* **Records to process**
==============================

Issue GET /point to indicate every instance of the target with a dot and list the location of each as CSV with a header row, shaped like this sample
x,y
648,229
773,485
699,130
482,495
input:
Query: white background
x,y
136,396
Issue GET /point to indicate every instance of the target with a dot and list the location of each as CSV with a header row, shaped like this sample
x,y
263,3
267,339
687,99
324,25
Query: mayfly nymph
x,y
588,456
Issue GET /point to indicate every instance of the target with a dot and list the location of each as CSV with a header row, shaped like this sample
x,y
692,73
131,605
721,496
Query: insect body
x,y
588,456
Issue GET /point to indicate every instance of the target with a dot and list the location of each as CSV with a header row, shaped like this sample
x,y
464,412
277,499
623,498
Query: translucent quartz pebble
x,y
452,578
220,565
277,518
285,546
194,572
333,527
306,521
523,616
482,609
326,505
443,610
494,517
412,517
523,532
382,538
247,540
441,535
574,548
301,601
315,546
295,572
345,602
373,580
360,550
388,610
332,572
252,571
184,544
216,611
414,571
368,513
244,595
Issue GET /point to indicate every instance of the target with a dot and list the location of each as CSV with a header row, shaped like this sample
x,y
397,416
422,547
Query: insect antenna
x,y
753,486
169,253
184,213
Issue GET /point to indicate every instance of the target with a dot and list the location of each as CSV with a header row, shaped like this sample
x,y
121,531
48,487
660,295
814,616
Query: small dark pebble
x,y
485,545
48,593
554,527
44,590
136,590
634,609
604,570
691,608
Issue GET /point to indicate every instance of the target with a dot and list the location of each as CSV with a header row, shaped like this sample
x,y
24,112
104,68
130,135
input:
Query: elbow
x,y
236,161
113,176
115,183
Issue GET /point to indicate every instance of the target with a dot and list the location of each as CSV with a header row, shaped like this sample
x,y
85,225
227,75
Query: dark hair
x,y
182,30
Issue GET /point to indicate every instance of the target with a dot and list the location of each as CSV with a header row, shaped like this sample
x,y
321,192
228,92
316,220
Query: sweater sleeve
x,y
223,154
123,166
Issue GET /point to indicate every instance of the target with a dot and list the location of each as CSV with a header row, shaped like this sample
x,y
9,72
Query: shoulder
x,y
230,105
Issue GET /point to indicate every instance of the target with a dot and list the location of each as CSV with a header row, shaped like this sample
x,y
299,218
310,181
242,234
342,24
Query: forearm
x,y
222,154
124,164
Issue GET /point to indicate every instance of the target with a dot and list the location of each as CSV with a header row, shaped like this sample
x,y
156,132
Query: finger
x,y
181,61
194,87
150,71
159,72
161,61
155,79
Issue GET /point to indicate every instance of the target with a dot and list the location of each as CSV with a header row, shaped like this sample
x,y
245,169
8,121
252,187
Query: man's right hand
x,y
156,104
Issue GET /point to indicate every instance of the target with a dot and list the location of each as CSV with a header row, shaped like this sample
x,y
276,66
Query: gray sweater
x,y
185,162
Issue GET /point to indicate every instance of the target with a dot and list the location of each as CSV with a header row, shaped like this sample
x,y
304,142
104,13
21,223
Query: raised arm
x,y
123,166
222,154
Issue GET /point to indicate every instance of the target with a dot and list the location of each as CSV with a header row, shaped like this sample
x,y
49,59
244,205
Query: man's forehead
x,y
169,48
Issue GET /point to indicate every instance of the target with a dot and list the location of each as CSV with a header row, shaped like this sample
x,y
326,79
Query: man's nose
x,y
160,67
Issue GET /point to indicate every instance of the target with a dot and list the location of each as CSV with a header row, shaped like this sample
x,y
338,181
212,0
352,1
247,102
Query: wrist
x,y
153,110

==============================

Print the entries exactly. Include every one.

* **Exercise result**
Issue GET /point to indicate every instance of the target with a dot and list the location of each as CSV with a header row, shaped like this sample
x,y
648,229
773,485
699,130
482,495
input:
Query: white background
x,y
136,396
Issue GET /point to indicate every instance of the target with a dot and list the location of each as CSV with a header row, shaped like this sample
x,y
263,3
267,339
687,99
324,25
Query: mayfly nymph
x,y
588,456
Issue GET /point to indicate every instance of the target with a dot and list the location of each as CSV with a header row, shaped like this sample
x,y
692,73
131,605
721,496
Query: insect body
x,y
588,456
Issue GET /point to indicate every instance of the target with a dot and list the location of each as CSV with a header row, shaped like this sample
x,y
464,412
277,499
623,498
Query: translucent quartz pebble
x,y
452,578
220,565
277,518
285,546
194,572
333,527
306,521
523,616
482,609
326,505
443,610
494,517
412,517
523,532
382,538
247,540
441,535
574,548
301,601
315,546
295,572
345,602
373,580
360,550
388,610
332,572
252,571
184,544
216,611
414,571
368,513
244,595
Issue GET /point to indicate every instance of the target with a dot and list the location of each as CSV with a header row, shaped like this sample
x,y
397,416
422,547
Query: insect antenna
x,y
753,486
169,253
184,213
Issue GET /point to indicate every instance of the target with a dot and list the location of each as CSV with a header row, shaped like this sample
x,y
121,531
48,487
660,295
814,616
Query: small dark pebble
x,y
485,545
48,593
554,527
44,590
136,590
634,609
604,570
691,608
Issue GET /point to indicate every instance of the target with a dot and list the location of each as CSV with a header row, shaped like this sample
x,y
24,112
104,68
130,135
input:
Query: elbow
x,y
236,161
113,176
115,183
Issue GET /point to indicate every instance of the target with a dot and list the location of each as CSV with a header row, shaped like this sample
x,y
85,225
227,75
Query: dark hair
x,y
182,30
Issue GET /point to indicate every instance of the target with a dot and list the location of each as CSV with a header row, shaped like this sample
x,y
321,192
228,92
316,220
Query: sweater sleeve
x,y
223,154
123,166
Issue GET /point to indicate every instance of the target with a dot and list the location of each as CSV with a header row, shaped like this sample
x,y
9,72
Query: shoulder
x,y
230,105
Issue GET /point to indicate every instance of the target with a dot and list the location of each as CSV with a header row, shaped like this sample
x,y
299,218
310,181
242,234
342,24
Query: forearm
x,y
222,154
124,164
Issue GET /point to indicate every instance of the target with a dot and list the location of each as CSV with a header row, shaped like this sample
x,y
156,132
Query: finger
x,y
181,61
194,87
150,71
159,72
161,61
155,79
Issue GET /point to indicate every instance of the target with a dot and list the location of each as CSV with a header row, shaped like this sample
x,y
245,169
8,121
252,187
Query: man's right hand
x,y
156,104
Issue GET /point to indicate every instance of the target with a dot and list the location of each as CSV with a header row, shaped like this sample
x,y
276,66
Query: gray sweater
x,y
185,162
Issue GET /point to indicate every instance of the target with a dot and list the location of each as CSV with a header row, shaped like this sample
x,y
304,142
104,13
21,223
Query: raised arm
x,y
123,166
222,154
Issue GET /point to indicate every instance of the target with a dot and list the location of each as CSV with a header row, shaped like this sample
x,y
49,59
244,205
Query: man's forehead
x,y
169,48
Issue GET /point to indicate every instance of the target with a dot and list the location of each as CSV with a header row, shaped like this sample
x,y
326,79
Query: man's nose
x,y
160,67
Issue GET /point to indicate every instance of the target with a dot and list the location of each as CSV with a header row, shaped like this sample
x,y
338,181
212,0
352,1
247,102
Query: wrist
x,y
153,110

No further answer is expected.